Consigne A ▸
D'après l'extrait sur le Jour de Colomb, pourquoi le gouvernement américain a-t-il institué « le jour de la découverte » en 1892 ? Répondez en une à trois phrases.
Consigne B ▸
Selon l'extrait sur le Jour de Colomb, quel président a fait du Columbus Day un jour férié national, et en quelle année ?

Extrait cité ▸
____________________
Aux États-Unis, cette journée de célébration de Christophe Colomb, qui fâche les Amérindiens, était à l’origine destinée à valoriser l’héritage italo-américain et non à célébrer la colonisation d’un continent. Aujourd’hui, Donald Trump occultant les autochtones, se contente de fêter un « géant de la civilisation occidentale ».
Dans la seconde moitié du XXe siècle, les Amérindiens vivant aux États-Unis se sont insurgés contre le Jour de Colomb (Columbus Day), déclarant que la « découverte de l’Amérique » par un Européen, était pour eux un jour de deuil. Pourtant, à l’origine, ce jour férié n’était pas destiné à célébrer la colonisation d’un continent mais à valoriser l’héritage italo-américain, ainsi que la présence catholique dans un pays dominé par les protestants. Sans être une fête reconnue, le Columbus Day était fêté dès le XIXe par les migrants italiens confrontés à la discrimination et des vagues de violences anti-italiennes. Pour atténuer les tensions, le gouvernement américain a institué en 1892 " le jour de la découverte " à l'occasion du 400e anniversaire de l'arrivée des navires espagnols dans les Caraïbes. Mais c’est le président Franklin D. Roosevelt, en 1934, qui en fait officiellement un jour férié national placé le 12 octobre (comme en Espagne). Cette décision est due notamment au lobbying des Italiens mais aussi des Chevaliers de Colomb (Knights of Columbus), un mouvement catholique de bienfaisance. En Italie une Giornata nazionale di Cristoforo Colombo est célébrée chaque 12 octobre depuis 2004. Au États-Unis, en 1971, on est passé du 12 octobre au deuxième lundi d’octobre, qui cette année tombe le 13, sous forme d’un un jour férié fédéral.
____________________
Ensemble d'entrées ▸
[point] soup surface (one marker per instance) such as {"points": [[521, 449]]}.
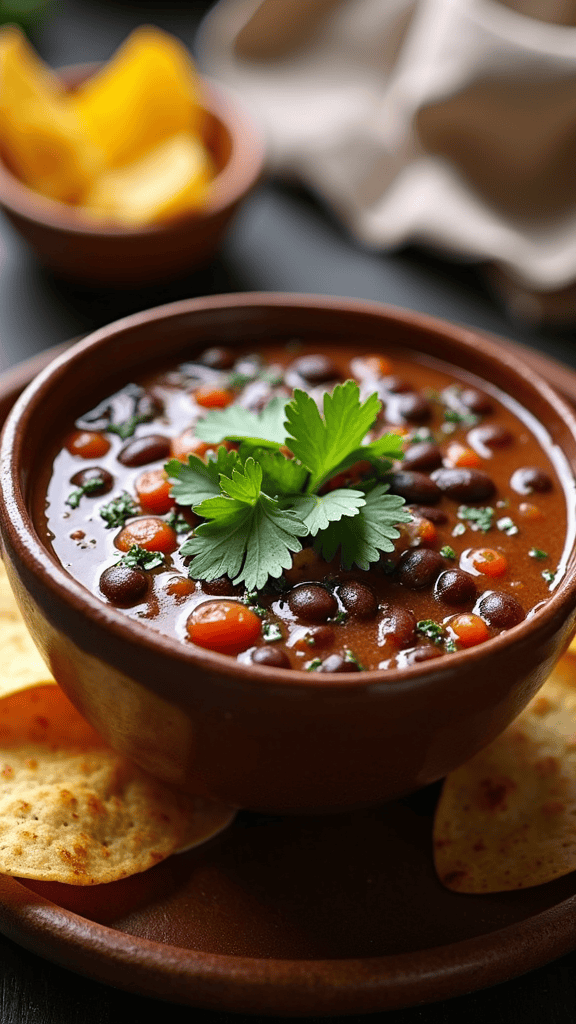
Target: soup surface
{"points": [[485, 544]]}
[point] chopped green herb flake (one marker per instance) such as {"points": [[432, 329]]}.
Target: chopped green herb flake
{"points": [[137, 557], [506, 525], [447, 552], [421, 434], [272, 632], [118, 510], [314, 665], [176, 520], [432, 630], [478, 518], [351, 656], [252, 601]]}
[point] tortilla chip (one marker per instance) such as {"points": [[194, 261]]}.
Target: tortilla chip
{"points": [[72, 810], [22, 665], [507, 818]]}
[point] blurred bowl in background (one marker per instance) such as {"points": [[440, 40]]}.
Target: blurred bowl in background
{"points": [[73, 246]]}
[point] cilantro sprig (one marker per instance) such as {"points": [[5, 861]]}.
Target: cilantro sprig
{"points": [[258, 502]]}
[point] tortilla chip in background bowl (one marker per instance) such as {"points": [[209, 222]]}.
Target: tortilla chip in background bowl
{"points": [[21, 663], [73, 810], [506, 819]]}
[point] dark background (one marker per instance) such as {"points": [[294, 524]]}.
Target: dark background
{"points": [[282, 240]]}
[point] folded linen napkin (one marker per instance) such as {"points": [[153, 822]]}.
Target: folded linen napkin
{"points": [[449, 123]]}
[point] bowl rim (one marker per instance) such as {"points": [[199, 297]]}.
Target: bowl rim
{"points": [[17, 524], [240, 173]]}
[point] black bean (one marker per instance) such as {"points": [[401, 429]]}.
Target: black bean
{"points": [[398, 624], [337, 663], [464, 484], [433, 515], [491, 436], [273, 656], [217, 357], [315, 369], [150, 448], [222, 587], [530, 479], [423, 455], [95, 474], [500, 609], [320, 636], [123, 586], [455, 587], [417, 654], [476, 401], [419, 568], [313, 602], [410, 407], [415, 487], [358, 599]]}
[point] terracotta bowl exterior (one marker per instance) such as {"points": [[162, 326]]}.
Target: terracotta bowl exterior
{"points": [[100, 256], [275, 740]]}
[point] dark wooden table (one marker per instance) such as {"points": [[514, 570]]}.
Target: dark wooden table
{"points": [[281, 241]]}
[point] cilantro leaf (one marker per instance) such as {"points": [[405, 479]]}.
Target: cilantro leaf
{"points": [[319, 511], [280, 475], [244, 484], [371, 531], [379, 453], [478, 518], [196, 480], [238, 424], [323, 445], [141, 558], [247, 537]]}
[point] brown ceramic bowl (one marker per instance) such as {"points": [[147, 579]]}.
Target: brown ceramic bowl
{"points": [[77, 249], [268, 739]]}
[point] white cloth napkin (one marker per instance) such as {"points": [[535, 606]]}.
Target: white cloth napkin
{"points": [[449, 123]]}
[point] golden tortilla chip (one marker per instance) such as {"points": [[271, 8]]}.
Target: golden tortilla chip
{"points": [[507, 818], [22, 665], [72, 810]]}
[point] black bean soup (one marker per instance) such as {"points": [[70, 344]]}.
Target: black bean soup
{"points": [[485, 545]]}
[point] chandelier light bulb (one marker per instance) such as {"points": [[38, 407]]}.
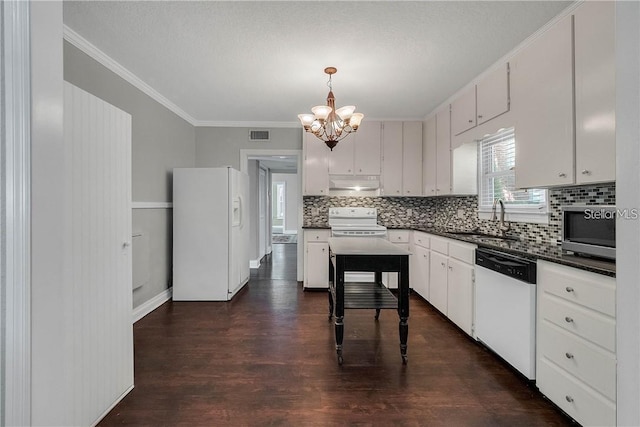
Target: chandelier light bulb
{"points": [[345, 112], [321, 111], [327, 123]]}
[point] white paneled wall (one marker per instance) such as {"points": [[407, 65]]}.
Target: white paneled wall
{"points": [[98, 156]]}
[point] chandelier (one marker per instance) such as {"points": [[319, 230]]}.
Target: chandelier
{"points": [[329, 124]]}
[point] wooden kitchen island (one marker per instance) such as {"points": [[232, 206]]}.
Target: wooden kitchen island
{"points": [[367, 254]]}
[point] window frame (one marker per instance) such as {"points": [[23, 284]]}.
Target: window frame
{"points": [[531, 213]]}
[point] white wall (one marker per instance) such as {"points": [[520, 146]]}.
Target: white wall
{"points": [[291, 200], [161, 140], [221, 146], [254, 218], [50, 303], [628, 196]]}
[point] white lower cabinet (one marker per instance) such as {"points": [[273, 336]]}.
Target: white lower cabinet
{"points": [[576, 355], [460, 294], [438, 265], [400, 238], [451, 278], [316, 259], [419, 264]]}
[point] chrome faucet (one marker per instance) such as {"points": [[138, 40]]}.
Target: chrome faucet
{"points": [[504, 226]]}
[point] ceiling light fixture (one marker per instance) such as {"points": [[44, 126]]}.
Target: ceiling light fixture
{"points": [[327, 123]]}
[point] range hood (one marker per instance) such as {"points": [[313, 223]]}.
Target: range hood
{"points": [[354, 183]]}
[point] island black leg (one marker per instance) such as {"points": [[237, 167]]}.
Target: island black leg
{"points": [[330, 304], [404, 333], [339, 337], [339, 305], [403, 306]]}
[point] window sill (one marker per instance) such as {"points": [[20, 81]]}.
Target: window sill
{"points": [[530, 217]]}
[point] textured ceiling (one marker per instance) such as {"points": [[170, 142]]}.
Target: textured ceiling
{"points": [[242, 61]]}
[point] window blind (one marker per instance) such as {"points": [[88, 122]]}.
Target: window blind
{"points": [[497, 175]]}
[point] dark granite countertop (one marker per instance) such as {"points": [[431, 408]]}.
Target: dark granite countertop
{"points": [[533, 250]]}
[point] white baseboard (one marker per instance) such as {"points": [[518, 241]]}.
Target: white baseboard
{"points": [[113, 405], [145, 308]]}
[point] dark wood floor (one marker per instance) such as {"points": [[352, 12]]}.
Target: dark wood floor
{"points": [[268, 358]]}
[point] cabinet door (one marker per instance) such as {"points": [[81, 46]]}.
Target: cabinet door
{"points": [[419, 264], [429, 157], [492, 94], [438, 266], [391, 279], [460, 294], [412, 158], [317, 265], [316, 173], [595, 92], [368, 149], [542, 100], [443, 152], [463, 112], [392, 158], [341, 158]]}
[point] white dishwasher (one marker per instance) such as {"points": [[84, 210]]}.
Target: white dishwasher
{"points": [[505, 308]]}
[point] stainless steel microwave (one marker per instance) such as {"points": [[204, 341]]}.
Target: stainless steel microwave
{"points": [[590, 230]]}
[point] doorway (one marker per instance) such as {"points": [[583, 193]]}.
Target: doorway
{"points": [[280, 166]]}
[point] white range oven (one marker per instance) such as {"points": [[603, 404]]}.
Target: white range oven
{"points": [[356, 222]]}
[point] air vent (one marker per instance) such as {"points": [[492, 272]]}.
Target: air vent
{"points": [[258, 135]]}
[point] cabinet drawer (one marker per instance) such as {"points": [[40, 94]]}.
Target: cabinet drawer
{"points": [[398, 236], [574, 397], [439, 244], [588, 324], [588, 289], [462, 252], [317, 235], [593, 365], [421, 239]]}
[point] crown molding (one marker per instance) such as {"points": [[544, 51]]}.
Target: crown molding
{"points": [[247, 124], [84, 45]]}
____________________
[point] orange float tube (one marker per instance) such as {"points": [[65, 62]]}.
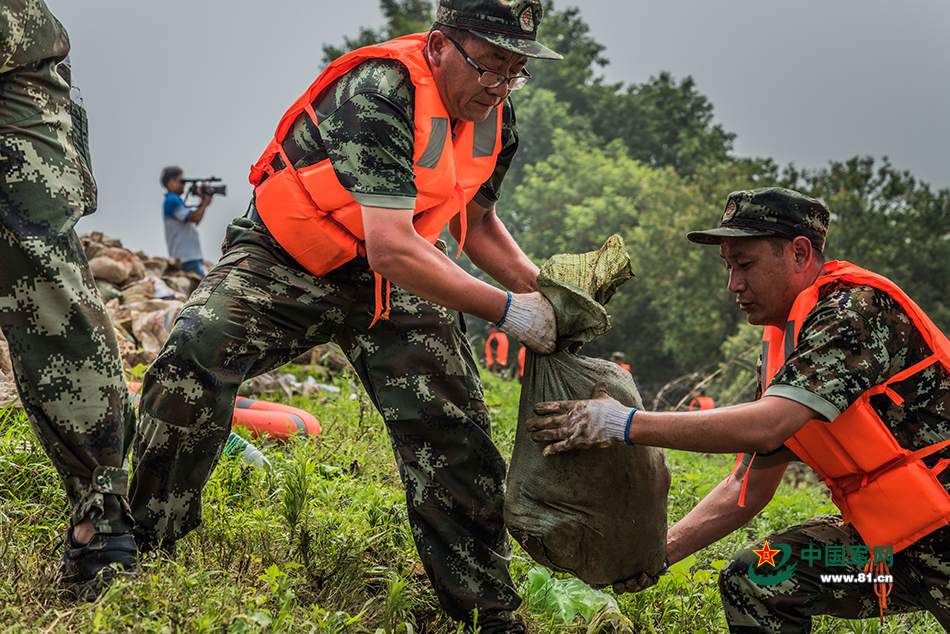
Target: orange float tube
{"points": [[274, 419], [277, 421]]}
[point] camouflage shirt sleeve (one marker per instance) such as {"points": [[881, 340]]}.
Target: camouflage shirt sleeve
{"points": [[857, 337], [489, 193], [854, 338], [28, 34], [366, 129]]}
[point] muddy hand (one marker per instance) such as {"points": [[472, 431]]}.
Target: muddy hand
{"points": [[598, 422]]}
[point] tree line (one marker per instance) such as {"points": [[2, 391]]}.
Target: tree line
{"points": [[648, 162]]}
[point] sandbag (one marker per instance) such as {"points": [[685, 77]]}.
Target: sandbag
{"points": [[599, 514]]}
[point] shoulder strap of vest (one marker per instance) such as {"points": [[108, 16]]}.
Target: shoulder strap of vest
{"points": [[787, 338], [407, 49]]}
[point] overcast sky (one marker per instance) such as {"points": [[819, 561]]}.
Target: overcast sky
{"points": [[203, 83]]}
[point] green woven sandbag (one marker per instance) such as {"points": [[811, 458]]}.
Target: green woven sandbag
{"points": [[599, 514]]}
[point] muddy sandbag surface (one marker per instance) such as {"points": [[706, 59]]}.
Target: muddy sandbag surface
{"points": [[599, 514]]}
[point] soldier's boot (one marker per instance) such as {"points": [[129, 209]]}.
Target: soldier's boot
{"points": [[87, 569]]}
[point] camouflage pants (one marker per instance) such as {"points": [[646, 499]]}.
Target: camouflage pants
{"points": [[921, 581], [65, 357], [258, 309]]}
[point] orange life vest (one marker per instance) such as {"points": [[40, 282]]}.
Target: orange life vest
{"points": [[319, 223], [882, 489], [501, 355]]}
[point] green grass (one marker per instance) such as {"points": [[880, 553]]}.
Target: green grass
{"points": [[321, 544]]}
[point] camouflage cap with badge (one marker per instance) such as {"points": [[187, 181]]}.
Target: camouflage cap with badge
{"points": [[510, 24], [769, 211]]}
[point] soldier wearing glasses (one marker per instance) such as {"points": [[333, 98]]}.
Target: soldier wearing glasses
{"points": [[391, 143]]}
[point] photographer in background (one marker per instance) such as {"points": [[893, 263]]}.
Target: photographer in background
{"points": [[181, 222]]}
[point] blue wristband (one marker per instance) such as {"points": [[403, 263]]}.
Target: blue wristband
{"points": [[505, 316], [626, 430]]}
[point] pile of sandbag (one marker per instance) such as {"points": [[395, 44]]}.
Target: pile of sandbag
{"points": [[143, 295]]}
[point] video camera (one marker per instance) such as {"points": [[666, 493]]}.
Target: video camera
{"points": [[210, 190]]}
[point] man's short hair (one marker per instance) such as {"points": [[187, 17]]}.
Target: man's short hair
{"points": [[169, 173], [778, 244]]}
____________________
Réponse complète A ▸
Le gouvernement américain l'a institué pour atténuer les tensions. Les migrants italiens, qui fêtaient déjà Colomb, étaient alors confrontés à la discrimination et à des vagues de violences anti-italiennes. La date marquait le 400e anniversaire de l'arrivée des navires espagnols dans les Caraïbes.

Réponse complète B ▸
Le président Franklin D. Roosevelt, en 1934.